Task statement
Copy the listing below line for line, without changing anything.

Records for this exercise
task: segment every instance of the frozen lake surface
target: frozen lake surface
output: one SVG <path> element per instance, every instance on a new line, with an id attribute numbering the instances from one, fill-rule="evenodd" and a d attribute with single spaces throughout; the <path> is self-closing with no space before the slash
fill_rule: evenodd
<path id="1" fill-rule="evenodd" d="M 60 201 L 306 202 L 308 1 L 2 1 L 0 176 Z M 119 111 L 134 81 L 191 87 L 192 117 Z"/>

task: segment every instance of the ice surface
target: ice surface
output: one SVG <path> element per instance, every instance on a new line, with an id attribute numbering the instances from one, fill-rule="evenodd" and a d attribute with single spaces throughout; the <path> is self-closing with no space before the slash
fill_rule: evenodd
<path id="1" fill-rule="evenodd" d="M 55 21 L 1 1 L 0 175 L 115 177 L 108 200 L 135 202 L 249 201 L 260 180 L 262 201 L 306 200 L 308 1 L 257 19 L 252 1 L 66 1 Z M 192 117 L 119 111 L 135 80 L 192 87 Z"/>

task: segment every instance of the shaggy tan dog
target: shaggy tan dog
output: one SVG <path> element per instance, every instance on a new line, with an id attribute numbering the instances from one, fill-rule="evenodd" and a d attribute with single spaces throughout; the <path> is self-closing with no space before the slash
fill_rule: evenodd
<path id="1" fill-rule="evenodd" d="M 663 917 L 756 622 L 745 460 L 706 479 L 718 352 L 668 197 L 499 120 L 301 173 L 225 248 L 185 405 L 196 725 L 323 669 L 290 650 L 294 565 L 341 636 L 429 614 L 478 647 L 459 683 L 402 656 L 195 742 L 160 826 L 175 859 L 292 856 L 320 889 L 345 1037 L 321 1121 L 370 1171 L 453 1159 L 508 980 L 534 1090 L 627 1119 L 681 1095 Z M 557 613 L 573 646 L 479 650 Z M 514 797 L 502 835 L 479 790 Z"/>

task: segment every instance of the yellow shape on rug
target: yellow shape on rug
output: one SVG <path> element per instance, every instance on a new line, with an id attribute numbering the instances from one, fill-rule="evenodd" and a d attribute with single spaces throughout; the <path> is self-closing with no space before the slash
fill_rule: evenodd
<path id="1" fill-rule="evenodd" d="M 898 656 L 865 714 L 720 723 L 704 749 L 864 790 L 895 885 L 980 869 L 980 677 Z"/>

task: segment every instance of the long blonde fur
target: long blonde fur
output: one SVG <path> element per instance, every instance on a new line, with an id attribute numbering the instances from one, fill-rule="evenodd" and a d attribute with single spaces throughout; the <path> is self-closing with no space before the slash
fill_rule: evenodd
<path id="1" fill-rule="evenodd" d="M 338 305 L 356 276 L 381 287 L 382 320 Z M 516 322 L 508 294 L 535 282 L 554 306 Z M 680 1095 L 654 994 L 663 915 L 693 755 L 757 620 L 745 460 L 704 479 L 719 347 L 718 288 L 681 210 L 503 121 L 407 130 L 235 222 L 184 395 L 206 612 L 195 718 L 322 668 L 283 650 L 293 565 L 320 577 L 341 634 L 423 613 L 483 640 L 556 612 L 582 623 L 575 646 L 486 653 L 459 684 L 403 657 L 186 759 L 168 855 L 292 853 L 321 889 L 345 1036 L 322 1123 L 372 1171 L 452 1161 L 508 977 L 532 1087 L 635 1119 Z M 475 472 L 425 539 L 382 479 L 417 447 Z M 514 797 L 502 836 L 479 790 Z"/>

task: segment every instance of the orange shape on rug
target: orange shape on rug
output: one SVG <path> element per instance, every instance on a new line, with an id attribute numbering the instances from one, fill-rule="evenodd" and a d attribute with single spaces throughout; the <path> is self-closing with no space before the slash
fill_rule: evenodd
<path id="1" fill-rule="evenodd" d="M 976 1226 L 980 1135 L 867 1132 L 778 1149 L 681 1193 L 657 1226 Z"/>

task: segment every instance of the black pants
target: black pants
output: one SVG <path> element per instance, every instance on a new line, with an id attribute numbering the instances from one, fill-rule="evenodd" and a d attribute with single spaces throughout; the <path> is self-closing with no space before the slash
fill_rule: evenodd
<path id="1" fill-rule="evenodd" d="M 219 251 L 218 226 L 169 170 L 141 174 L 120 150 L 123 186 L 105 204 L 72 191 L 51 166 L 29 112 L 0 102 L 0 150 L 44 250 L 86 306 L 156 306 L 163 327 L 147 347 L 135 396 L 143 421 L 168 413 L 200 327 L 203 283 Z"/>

Solved problem
task: segment every instance of the frozen lake surface
target: frozen lake surface
output: one SVG <path> element per instance, every instance on a new line, with an id attribute numbering the instances from one, fill-rule="evenodd" and a d attribute with single spaces throughout; the <path> is self-closing with no space before the slash
fill_rule: evenodd
<path id="1" fill-rule="evenodd" d="M 60 201 L 306 202 L 308 1 L 2 1 L 0 176 Z M 119 111 L 134 81 L 191 87 L 192 117 Z"/>

task: segment every instance of the ice surface
target: ice surface
output: one SVG <path> element per instance, every instance on a new line, with an id attribute numbering the instances from one, fill-rule="evenodd" and a d attribute with single spaces throughout; the <path> is self-closing with no space before the slash
fill_rule: evenodd
<path id="1" fill-rule="evenodd" d="M 55 21 L 1 1 L 0 175 L 115 177 L 108 200 L 135 202 L 249 201 L 260 180 L 262 201 L 306 200 L 308 1 L 257 19 L 252 1 L 66 1 Z M 192 117 L 119 111 L 135 80 L 192 87 Z"/>

task: segment every instance of the shaggy tan dog
target: shaggy tan dog
output: one SVG <path> element per instance, every instance on a new line, with an id attribute numbering the instances from one, fill-rule="evenodd" and a d attribute with single spaces throughout; the <path> is self-closing with no space before the slash
fill_rule: evenodd
<path id="1" fill-rule="evenodd" d="M 663 917 L 756 622 L 745 460 L 706 479 L 718 352 L 668 197 L 499 120 L 301 173 L 225 248 L 185 405 L 196 725 L 323 669 L 290 650 L 294 565 L 341 636 L 429 614 L 478 647 L 459 683 L 402 656 L 195 742 L 160 826 L 175 859 L 292 856 L 320 889 L 345 1037 L 321 1121 L 370 1171 L 453 1159 L 508 980 L 534 1090 L 627 1119 L 681 1095 Z M 557 613 L 573 646 L 479 650 Z M 514 797 L 502 835 L 479 790 Z"/>

task: segment every instance of the yellow shape on rug
target: yellow shape on rug
output: one SVG <path> element per instance, every instance on a new line, with an id attribute numbering the instances from one, fill-rule="evenodd" and a d attribute with single spaces throughout; the <path> is self-closing with no space before the slash
fill_rule: evenodd
<path id="1" fill-rule="evenodd" d="M 898 656 L 865 714 L 720 723 L 704 749 L 864 790 L 895 885 L 980 869 L 980 677 Z"/>

task: segment every instance of the long blonde fur
target: long blonde fur
output: one SVG <path> element per instance, every instance on a new line, with an id attribute numbering the instances from one, fill-rule="evenodd" and a d attribute with single spaces throughout; the <path> is self-closing with no space before the slash
fill_rule: evenodd
<path id="1" fill-rule="evenodd" d="M 338 305 L 356 276 L 381 287 L 382 320 Z M 516 322 L 508 294 L 535 282 L 554 306 Z M 680 1095 L 654 994 L 663 915 L 693 755 L 757 620 L 745 460 L 704 479 L 719 347 L 718 288 L 681 210 L 503 121 L 407 130 L 235 222 L 184 395 L 206 612 L 195 718 L 322 668 L 283 650 L 293 565 L 320 577 L 341 634 L 423 613 L 483 640 L 556 612 L 582 623 L 575 646 L 486 653 L 459 684 L 403 657 L 186 759 L 168 855 L 292 853 L 321 889 L 345 1036 L 322 1123 L 372 1171 L 452 1161 L 508 977 L 532 1087 L 635 1119 Z M 475 472 L 425 539 L 382 479 L 417 447 Z M 514 797 L 502 836 L 479 790 Z"/>

task: segment every instance of the orange shape on rug
target: orange shape on rug
output: one SVG <path> element per instance, every instance on a new line, with an id attribute numbering the instances from one, fill-rule="evenodd" and a d attribute with single spaces throughout; the <path> is self-closing with no space before the slash
fill_rule: evenodd
<path id="1" fill-rule="evenodd" d="M 976 1226 L 980 1135 L 867 1132 L 778 1149 L 681 1193 L 657 1226 Z"/>

task: segment every instance of the black pants
target: black pants
output: one SVG <path> element per instance, every instance on a new line, with an id attribute numbering the instances from one, fill-rule="evenodd" and a d attribute with single spaces throughout; the <path> is self-closing with no space before the slash
fill_rule: evenodd
<path id="1" fill-rule="evenodd" d="M 219 251 L 218 226 L 169 170 L 141 174 L 120 150 L 123 186 L 105 204 L 72 191 L 51 166 L 29 112 L 0 102 L 0 150 L 44 250 L 86 306 L 156 306 L 163 327 L 147 347 L 135 396 L 143 421 L 168 413 L 200 327 L 203 283 Z"/>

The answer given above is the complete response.